How Register Tokens Reshape Information Flow in Vision Transformers
Published:
Modern vision transformers like DINOv2 and DINOv3 include a curious architectural feature: register tokens — learnable vectors appended to the input sequence that participate in self-attention but correspond to no image region. Originally introduced to suppress attention artifacts, these tokens turn out to play a far more active role than their name suggests.
In this post, I walk through our findings from systematic token-zeroing experiments that reveal a double dissociation between CLS and register tokens, show that registers function as attention scaffolds rather than information stores, and trace the temporal dynamics of how register tokens acquire and sometimes release semantic content across network layers.
The DINO Family and the Register Problem
Self-supervised ViTs in 60 seconds
The DINO family of vision transformers learns visual representations through self-distillation — a student network learns to match the outputs of a momentum-updated teacher, without any labeled data. The result is a model whose internal representations capture rich semantic and spatial structure.
A standard ViT processes an image by splitting it into non-overlapping patches (typically 14×14 pixels), projecting each patch into an embedding, and prepending a learnable CLS token. All tokens — CLS plus patches — interact through self-attention across multiple transformer layers. At the output, the CLS token serves as a global image representation (useful for classification), while patch tokens retain spatial information (useful for segmentation and correspondence).

### INSTRUCTION A
According to the register tokens post, what pixel size are the patches a standard ViT typically splits an image into?
### INSTRUCTION B
List the three findings the register tokens post says its token-zeroing experiments reveal, show, or trace.
### INSTRUCTION C
Extend the register tokens post, picking up after its final sentence about CLS and patch token outputs.

### RECORD EXTRACTS

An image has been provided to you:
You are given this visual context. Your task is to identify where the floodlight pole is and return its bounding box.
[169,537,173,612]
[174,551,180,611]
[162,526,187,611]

### EXPECTED OUTPUT A
14×14 pixels.

### EXPECTED OUTPUT B
- A double dissociation between CLS and register tokens
- Registers function as attention scaffolds rather than information stores
- The temporal dynamics of how register tokens acquire, and sometimes release, semantic content across network layers

### EXPECTED OUTPUT C
What do these patch features actually look like? The gallery below projects each model’s patch features into 3 PCA components (mapped to RGB). Notice how different models organize spatial information differently:
Interactive: PCA patch features
The artifact problem
Darcet et al. (2024) discovered that DINO and DINOv2 produce high-norm artifact tokens in low-information image regions — patches corresponding to sky, water, or uniform backgrounds would develop anomalously large activation norms that distorted downstream feature maps. Their solution: append 4 learnable register tokens to the input sequence. These registers participate in self-attention but are discarded at inference, absorbing the artifact computation and leaving patch tokens clean.
DINOv2 was then retrained with registers (DINOv2+reg), and the artifacts disappeared. But a question remained: what exactly are these registers doing? Are they merely absorbing garbage computation, or are they playing a more fundamental role in the network’s information processing?
The patch norm heatmaps below visualize these artifacts directly. High-norm patches (bright regions) indicate where the model concentrates computation. Compare DINOv2 (artifacts visible in uniform regions) with DINOv2+reg and DINOv3 (cleaner after registers):
Interactive: Patch norm heatmaps
DINOv3 and Gram anchoring
DINOv3 (Darquey et al., 2025) adds Gram anchoring to the self-distillation objective — a regularization term that preserves second-order geometry (pairwise patch relationships) between student and teacher. This encourages patch tokens to maintain better spatial relationships, which should benefit dense prediction tasks.
DINOv3 also includes register tokens. But here’s the key question our paper investigates: how do registers interact with Gram anchoring? Does the combination simply add benefits, or does it qualitatively change how the network organizes information across token types?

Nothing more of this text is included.